• Exercises to complete:
1 > Answer these questions using the post on map reduce:
(a) What is the collection that receives the raw data called?
(b) What would solve this problem in the relational world?
(c) How much data does the approach add per game each day?
2 > Copy a passage from the post on map reduce word for word. Begin at the words "Understanding Map Reduce" and stop after the words "lot of developers.".
3 > Translate this sentence from the post on map reduce into French: "In the relational world you'd solve this problem using a GROUP BY."

• Text block:
□ □ □
Sunday, February 2, 2014

Understanding Map Reduce

I'm in the process of rolling out a feature which will let developers see some basic usage statistics on their games via mogade.com. The first phase was to make it so data could be collected, the next phase is to build the reporting UI. Of course, there's a phase in the middle which is to transform our data from raw statistics to actual reportable information. Since we are using mongodb we are doing our transformation via map reduce. Though our reports are basic, I thought I'd share some of the code since I know the topic is still exotic to a lot of developers.
As far as the actual transformation goes, it doesn't really matter whether you do it in real time (when the user asks for the report) or as part of a job. The way we do it though is to run a job which caches the data (permanently). The first report that we generate, which is really the Hello World of map reduce, is the number of times the game is started per day. Data comes into a single collection (think of it as a table if you aren't familiar with mongodb) which basically has 2 fields: gameId and date. The collection is called hits. We want to transform this information into a daily_hits collection with the following fields: game_idyearmonthdaycount.
Essentially, given the following raw data:
game_id | date
1         Jan 20 2010 4:30
1         Jan 20 2010 5:30
2         Jan 20 2010 6:00
1         Jan 20 2010 7:00
2         Jan 21 2010 8:00
2         Jan 21 2010 8:30
1         Jan 21 2010 8:30
2         Jan 21 2010 9:00
1         Jan 21 2010 9:30
1         Jan 22 2010 5:00
We'd expect the following output:
game_id | year | month | day | count
1         2010   1       20    3
2         2010   1       20    1
2         2010   1       21    3
1         2010   1       21    2
1         2010   1       22    1
I like this approach because it's blazing fast, clear and data growth is controlled (per game you'll add 1 row of data per day).
In the relational world you'd solve this problem using a GROUP BY. We're going to use a map reduce. Map reduce is a two step process. The mapping step transforms object in hits and emits a key=>value pair (the key and/or value can be complex). The reduce gets a key and the array of values emitted with that key and produces the final result. Stepping through the process should help clarify.
□ □ □
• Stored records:

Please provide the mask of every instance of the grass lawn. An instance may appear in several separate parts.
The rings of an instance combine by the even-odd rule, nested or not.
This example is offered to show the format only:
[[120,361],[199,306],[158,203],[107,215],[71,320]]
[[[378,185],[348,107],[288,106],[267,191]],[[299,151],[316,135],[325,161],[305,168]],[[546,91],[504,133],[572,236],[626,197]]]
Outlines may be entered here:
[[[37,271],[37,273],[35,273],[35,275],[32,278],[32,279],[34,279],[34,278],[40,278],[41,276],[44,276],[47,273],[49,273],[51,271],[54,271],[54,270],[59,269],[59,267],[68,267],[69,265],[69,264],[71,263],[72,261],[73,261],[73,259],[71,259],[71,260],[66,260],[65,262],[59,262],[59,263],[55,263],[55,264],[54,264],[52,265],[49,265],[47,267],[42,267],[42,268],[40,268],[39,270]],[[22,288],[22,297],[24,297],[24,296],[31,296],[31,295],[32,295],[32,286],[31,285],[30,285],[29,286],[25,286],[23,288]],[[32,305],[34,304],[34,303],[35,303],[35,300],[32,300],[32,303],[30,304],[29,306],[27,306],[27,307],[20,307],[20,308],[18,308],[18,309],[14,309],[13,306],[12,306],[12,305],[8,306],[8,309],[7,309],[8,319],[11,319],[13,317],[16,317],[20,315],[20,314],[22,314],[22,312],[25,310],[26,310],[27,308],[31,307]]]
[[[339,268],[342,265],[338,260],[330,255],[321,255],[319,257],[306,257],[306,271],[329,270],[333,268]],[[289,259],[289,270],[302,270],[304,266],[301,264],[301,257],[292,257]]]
□ □ □
• Solution set:
1 >
(a) hits
(b) A GROUP BY
(c) One row of data per day

2 >
Understanding Map Reduce

I'm in the process of rolling out a feature which will let developers see some basic usage statistics on their games via mogade.com. The first phase was to make it so data could be collected, the next phase is to build the reporting UI. Of course, there's a phase in the middle which is to transform our data from raw statistics to actual reportable information. Since we are using mongodb we are doing our transformation via map reduce. Though our reports are basic, I thought I'd share some of the code since I know the topic is still exotic to a lot of developers.

3 > Dans le monde relationnel, on résoudrait ce problème à l'aide d'un GROUP BY.